Alphabetical Pyramid

Question

I'm trying to make a program that takes input number of rows from the user and prints this type of pattern for example if "number of rows: 5", then it should print this pattern OUTPUT I WANT

I wrote this C code,

#include <stdio.h>

int main() {
    int rows, i, j, k;

    // Take input for the number of rows
    printf("Enter the number of rows: ");
    scanf("%d", &rows);

    for (i = 1; i <= rows; i++) {
        k = 'A';
        for (j = 1; j <= 2 * rows - 1; j++) {
            // Adjusted condition to reduce one space in all rows
            if ((j <= rows - i || j >= rows + i) && !(i == 1 && j == rows)) {
                printf("%c", k);
                j < rows ? k++ : k--;
            } else {
                if (j != rows) {
                    printf(" ");
                }
                if (j == rows) {
                    k--;
                }
            }
        }
        printf("\n");
    }

    return 0;
}

And after execution of this above code I'm getting this type of answer UNDESIRED RESULT

Answer 1

Reduce complexity. Break down what your program actually has to do into smaller steps.

> _Your tasks_:
a. Find every line in the entries that contains the word "chair", matching case exactly, and copy each of those lines.
b. Please extend the alphabetical pyramid thread, picking up right after its final sentence.
The entries have nothing to do with the alphabetical pyramid thread.

> _Available records_:

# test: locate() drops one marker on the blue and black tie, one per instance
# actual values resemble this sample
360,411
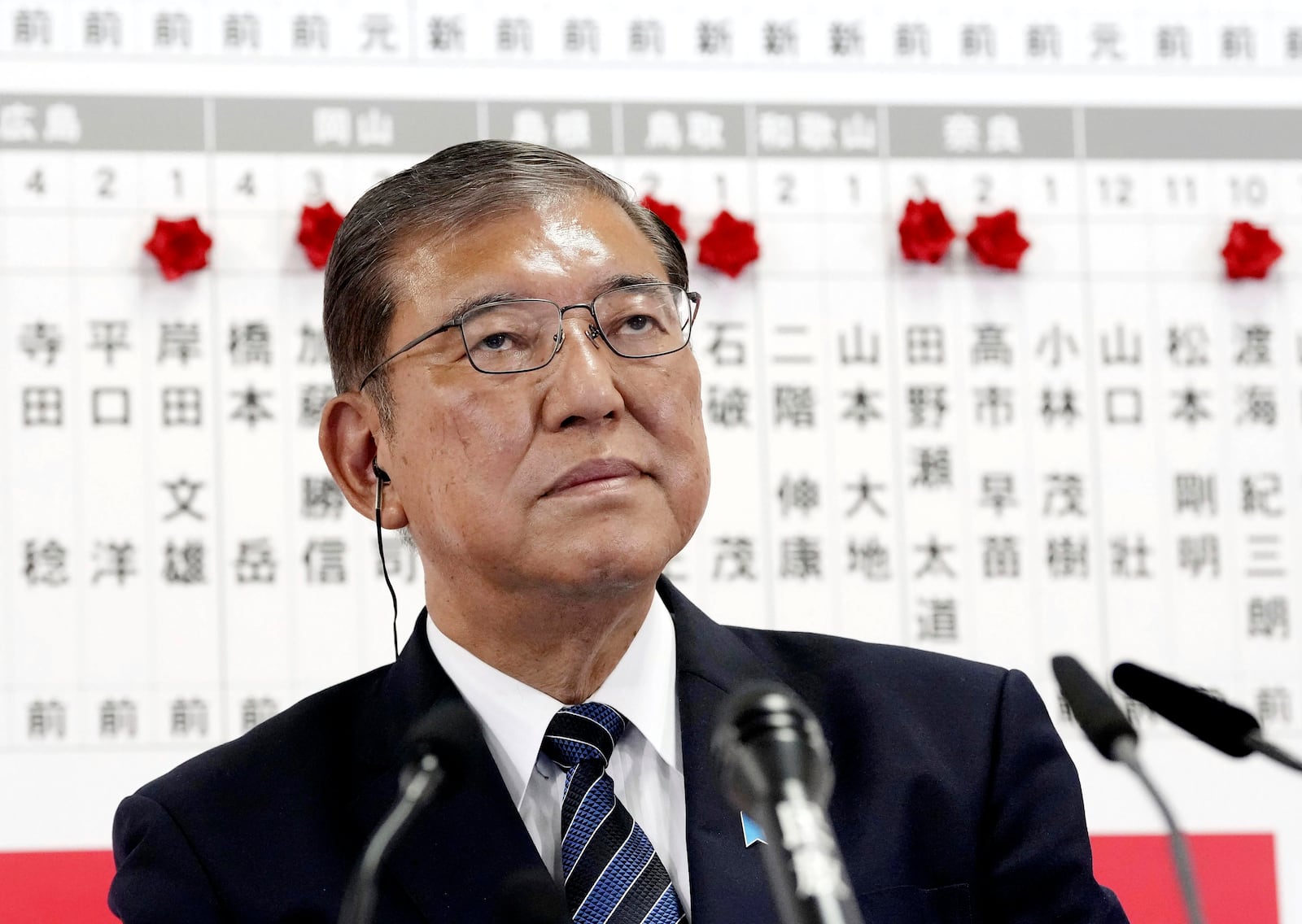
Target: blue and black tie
612,875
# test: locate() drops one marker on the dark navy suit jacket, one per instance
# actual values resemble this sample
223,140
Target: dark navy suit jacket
955,800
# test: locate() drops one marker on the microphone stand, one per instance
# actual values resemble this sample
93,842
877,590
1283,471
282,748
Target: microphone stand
1126,752
417,789
1275,752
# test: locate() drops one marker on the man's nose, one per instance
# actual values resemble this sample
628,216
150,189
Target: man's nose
583,381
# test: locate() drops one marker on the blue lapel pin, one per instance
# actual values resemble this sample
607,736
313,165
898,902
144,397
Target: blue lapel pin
750,830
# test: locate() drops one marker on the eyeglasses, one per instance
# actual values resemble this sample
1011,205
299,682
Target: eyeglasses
637,322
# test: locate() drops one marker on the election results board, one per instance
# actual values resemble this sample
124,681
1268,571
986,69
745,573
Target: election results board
1095,452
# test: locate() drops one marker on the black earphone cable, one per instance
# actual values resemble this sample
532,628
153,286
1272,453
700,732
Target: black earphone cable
384,568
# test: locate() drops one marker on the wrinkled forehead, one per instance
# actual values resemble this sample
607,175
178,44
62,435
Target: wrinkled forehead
538,251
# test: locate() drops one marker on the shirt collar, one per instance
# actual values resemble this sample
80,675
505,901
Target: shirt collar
514,716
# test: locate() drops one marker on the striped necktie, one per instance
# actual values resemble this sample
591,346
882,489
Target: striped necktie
612,875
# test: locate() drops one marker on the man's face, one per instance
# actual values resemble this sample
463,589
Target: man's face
586,475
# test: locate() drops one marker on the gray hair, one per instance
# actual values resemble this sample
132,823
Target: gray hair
456,190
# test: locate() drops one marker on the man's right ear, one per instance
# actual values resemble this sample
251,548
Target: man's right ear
351,442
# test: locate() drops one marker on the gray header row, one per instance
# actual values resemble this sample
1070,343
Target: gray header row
648,129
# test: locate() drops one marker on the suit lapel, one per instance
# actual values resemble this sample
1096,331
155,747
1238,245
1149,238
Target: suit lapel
455,856
728,880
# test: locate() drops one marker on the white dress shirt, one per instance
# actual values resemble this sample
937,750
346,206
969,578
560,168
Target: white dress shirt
648,761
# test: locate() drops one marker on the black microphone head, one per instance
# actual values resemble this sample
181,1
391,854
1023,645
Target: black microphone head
1095,711
531,897
765,735
449,732
1214,721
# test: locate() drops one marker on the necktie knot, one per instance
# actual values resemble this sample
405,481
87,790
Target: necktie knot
585,732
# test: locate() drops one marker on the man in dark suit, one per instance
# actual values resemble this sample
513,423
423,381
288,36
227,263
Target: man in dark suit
508,335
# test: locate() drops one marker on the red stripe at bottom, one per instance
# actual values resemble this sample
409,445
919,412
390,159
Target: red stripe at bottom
56,887
1236,878
1234,875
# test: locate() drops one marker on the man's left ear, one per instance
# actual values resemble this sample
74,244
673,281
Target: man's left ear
349,442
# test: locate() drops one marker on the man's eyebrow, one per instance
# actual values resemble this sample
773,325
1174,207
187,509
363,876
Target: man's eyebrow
623,280
468,306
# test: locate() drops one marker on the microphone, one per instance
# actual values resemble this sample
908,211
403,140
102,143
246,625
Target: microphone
436,752
1115,737
531,897
772,765
1227,728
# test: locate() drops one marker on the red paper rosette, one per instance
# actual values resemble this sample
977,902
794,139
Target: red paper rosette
671,215
924,232
1249,251
729,246
317,229
996,242
179,246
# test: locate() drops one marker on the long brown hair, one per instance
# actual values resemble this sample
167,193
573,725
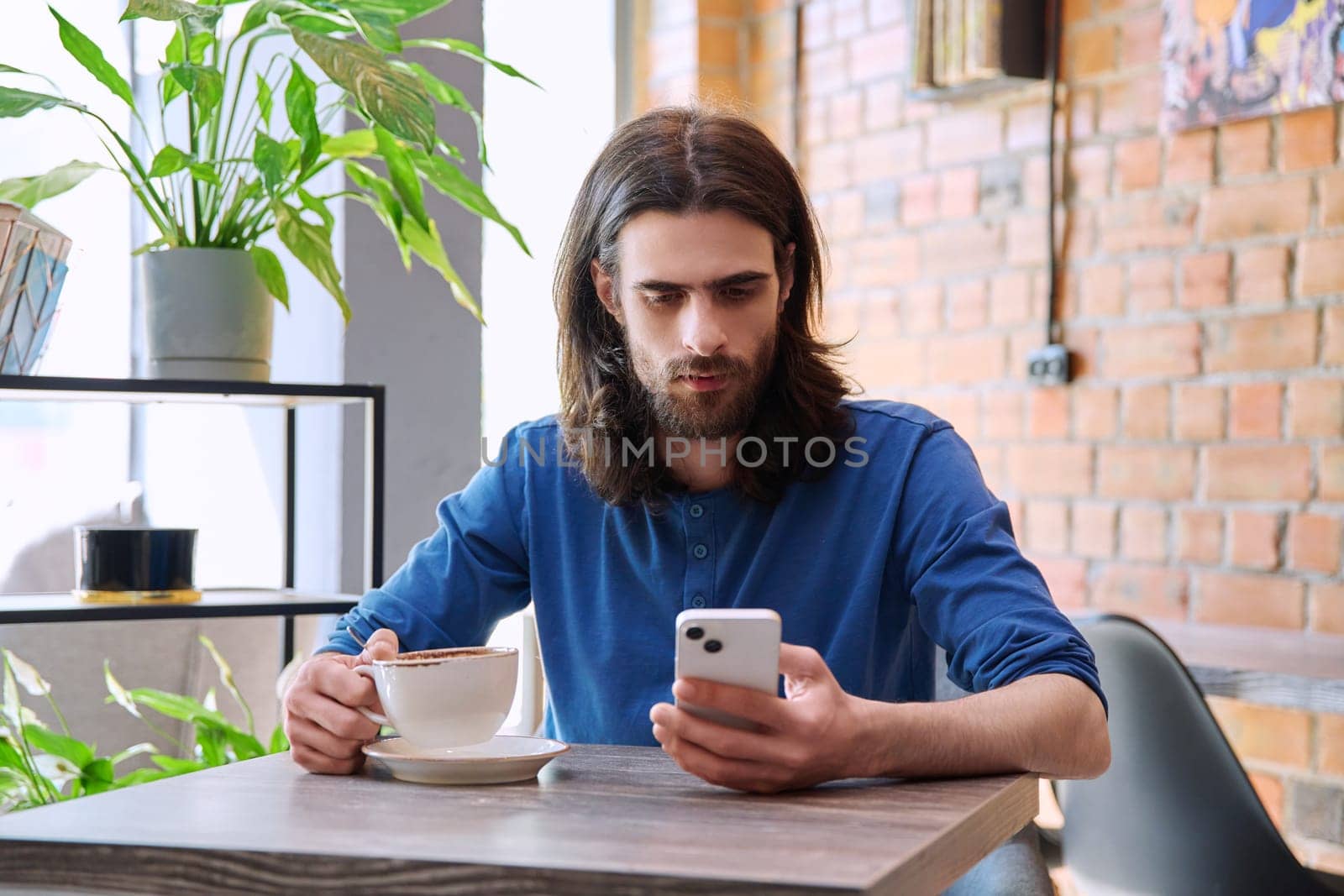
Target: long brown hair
687,160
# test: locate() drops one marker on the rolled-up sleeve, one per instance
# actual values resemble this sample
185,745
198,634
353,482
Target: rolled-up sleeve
974,593
463,579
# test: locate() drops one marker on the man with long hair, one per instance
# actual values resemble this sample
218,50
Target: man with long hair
706,456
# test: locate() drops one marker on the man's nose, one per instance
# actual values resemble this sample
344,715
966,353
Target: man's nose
702,329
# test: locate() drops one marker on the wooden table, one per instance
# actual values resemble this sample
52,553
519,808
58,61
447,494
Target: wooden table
600,820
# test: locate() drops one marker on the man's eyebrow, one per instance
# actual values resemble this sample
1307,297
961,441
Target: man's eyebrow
732,280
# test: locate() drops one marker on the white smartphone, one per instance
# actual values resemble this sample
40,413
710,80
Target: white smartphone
732,647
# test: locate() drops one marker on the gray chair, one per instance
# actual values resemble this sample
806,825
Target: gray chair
1175,813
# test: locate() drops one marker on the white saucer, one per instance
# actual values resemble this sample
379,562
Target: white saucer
499,761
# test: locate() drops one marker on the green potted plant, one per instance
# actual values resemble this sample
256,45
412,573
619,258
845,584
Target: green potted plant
234,148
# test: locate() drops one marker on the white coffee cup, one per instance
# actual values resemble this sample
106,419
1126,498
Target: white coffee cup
450,698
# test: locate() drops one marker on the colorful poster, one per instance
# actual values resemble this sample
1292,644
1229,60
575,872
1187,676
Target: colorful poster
1227,60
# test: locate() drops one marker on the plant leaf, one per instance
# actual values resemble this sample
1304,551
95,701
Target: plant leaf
389,97
429,246
401,170
269,157
378,29
167,161
118,692
470,51
89,55
272,273
15,102
454,181
302,107
50,741
312,248
264,101
29,678
353,144
170,11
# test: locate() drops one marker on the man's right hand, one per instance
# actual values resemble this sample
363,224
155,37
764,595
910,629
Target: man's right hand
326,730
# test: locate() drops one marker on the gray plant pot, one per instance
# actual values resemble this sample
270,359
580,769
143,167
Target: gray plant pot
208,315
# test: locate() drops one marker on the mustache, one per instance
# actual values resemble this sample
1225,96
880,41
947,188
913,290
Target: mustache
705,367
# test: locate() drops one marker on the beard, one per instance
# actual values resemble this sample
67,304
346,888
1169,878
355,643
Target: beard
705,416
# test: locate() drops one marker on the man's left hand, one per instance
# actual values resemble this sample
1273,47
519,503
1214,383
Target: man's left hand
813,735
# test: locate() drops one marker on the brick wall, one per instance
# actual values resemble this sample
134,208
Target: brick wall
1195,468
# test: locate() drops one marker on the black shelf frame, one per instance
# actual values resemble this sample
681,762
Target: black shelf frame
288,396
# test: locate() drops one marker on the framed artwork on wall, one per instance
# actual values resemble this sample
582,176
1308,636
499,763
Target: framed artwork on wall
1230,60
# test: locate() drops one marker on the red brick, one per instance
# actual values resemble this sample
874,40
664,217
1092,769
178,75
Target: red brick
886,261
1200,537
1307,139
1253,539
1147,222
1142,532
1090,53
1147,411
1314,543
1245,147
1316,407
1263,275
1144,590
1332,199
1066,579
1139,163
1332,473
1152,285
1010,298
1047,526
1095,412
1332,352
1206,280
1059,470
1048,412
1258,473
967,359
878,54
1200,412
1142,38
1095,530
1328,607
1189,157
1163,473
918,201
1256,410
1257,210
961,248
1265,734
1263,343
1250,600
1321,262
1162,349
965,136
1102,291
958,192
1003,414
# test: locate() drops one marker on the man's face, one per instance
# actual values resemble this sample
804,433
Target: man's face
699,301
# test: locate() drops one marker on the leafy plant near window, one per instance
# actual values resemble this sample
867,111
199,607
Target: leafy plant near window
252,137
37,763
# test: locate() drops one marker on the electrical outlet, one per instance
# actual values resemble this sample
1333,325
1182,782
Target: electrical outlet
1048,365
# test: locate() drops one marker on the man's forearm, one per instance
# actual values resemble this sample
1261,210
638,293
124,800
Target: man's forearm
1052,725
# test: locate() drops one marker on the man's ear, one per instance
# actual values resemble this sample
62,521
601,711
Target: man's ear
786,275
605,291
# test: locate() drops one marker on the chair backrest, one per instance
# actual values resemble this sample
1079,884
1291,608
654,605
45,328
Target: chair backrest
1175,813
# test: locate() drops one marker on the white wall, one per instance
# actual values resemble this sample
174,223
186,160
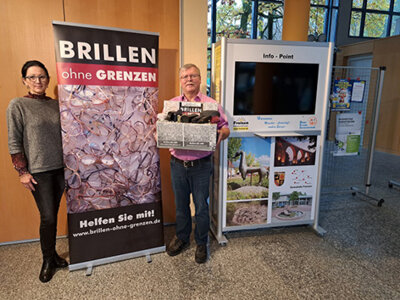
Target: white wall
194,36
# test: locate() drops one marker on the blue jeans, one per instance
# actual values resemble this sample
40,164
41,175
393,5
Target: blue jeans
193,180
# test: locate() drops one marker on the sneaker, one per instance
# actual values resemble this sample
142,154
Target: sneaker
176,246
201,254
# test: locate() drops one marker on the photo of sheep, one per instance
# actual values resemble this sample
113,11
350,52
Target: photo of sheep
295,151
248,168
246,213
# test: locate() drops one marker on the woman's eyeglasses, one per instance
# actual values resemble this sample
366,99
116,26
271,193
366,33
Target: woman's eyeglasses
33,78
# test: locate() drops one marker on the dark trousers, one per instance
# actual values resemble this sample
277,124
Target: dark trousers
193,180
47,194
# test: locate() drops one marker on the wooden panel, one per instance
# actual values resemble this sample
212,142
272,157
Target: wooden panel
387,53
24,36
160,16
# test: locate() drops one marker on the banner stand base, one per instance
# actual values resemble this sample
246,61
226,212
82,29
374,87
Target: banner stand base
221,239
88,265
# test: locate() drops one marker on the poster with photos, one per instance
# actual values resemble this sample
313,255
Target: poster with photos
293,179
247,181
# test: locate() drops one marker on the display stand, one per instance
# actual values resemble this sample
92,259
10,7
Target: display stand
350,169
393,183
267,173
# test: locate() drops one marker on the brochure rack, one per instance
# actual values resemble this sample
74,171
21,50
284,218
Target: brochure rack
350,170
267,173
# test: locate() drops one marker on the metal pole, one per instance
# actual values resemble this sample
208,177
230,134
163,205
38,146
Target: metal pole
372,141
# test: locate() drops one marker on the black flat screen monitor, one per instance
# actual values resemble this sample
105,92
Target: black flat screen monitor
265,88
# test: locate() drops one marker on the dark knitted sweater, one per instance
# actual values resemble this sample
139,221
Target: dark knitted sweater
34,130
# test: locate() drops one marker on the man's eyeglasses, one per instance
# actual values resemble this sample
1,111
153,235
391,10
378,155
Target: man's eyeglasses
33,78
193,76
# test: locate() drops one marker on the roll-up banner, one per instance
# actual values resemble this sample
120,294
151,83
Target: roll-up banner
108,93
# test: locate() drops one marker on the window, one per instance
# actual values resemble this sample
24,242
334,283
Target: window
262,19
375,18
323,18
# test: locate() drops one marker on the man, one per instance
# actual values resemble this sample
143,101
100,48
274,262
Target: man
190,174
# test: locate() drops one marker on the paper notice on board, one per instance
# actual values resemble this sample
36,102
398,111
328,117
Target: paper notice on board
348,134
358,91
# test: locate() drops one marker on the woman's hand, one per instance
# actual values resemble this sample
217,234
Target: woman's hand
28,181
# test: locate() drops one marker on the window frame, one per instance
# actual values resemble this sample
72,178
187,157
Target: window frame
390,13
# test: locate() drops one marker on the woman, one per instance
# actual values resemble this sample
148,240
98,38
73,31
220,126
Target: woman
34,142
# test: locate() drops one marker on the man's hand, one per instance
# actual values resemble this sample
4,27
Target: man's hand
223,133
28,181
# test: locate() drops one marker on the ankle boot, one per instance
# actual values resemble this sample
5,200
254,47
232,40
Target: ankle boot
59,262
47,271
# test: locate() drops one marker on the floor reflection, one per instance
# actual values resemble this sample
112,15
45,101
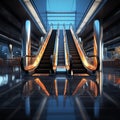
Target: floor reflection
58,97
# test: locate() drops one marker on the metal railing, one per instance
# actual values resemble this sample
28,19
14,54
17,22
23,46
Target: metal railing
55,52
66,51
34,62
91,66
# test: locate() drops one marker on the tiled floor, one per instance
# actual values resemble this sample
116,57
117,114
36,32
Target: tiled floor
22,98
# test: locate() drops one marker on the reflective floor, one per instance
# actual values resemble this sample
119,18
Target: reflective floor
58,97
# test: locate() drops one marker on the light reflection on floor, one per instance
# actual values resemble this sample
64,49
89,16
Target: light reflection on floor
30,97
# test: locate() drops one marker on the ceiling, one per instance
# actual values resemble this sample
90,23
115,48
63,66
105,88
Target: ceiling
62,12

> _The responses_:
a.
# test: locate() drops one marker on the gray chair, one per instance
Target: gray chair
# test: locate() drops one marker on the chair backrest, one per instance
Target: chair backrest

b.
For an input of N, your function has to print N lines.

int main(void) {
    int n = 5;
    
    for (int i = 0; i < n; i++) {

    }
}

On the first line you need to print N letters in the sequence from A to Z and zero spaces. On the second line you need to print N - 1 letters and one space. And so on.

int main(void) {
    int n = 5;
    
    for (int i = 0; i < n; i++) {
        for (int j = 0; j < n - i; j++) {
            printf("%c", 'A'+j);
        }

        for (int j = 0; j < i; j++) {
            printf(" ");
        }

        printf("\n");
    }
}

Output so far:

ABCDE
ABCD
ABC
AB
A

Now, you just need to reverse these steps to print the end of each line.

int main(void) {
    int n = 5;

    for (int i = 0; i < n; i++) {
        for (int j = 0; j < n - i; j++) {
            printf("%c", 'A'+j);
        }

        for (int j = 0; j < i; j++) {
            printf(" ");
        }

        for (int j = 0; j < i - 1; j++) {
            printf(" ");
        }

        for (int j = n - i - 1; j >= 0; j--) {
            // Skip the first letter
            if (j == n - 1) continue;

            printf("%c", 'A'+j);
        }

        printf("\n");
    }
}

Output:

ABCDEDCBA
ABCD DCBA
ABC   CBA
AB     BA
A       A

With some math those two loops to print the spaces can now be reduced to one.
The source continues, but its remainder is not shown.